[WHAT IS BEING ASKED]: Tell how many lines of the data below have the string "marble" in them. Say nothing more.

[EXTRACTED ENTRIES]:
=== Section Start ===
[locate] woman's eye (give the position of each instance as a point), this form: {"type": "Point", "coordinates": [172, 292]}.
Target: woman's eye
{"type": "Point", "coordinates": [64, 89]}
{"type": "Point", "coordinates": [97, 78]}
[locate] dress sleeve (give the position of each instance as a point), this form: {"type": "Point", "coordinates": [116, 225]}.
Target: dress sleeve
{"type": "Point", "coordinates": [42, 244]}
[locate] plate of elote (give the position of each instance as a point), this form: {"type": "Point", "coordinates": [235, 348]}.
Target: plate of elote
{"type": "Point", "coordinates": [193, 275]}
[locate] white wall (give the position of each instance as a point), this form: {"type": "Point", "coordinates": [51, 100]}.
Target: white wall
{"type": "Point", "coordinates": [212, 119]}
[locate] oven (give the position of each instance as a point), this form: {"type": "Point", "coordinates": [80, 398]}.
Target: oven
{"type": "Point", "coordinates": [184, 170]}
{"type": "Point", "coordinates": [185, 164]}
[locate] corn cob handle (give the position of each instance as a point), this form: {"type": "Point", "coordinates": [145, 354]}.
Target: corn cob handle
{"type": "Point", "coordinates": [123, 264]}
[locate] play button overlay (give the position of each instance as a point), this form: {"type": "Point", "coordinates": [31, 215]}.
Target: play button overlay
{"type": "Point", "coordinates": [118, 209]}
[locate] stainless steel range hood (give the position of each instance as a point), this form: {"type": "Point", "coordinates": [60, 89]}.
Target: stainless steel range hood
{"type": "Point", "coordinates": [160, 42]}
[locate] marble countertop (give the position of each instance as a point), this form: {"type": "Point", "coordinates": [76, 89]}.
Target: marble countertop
=== Section End ===
[RESULT OF THIS EXERCISE]: 2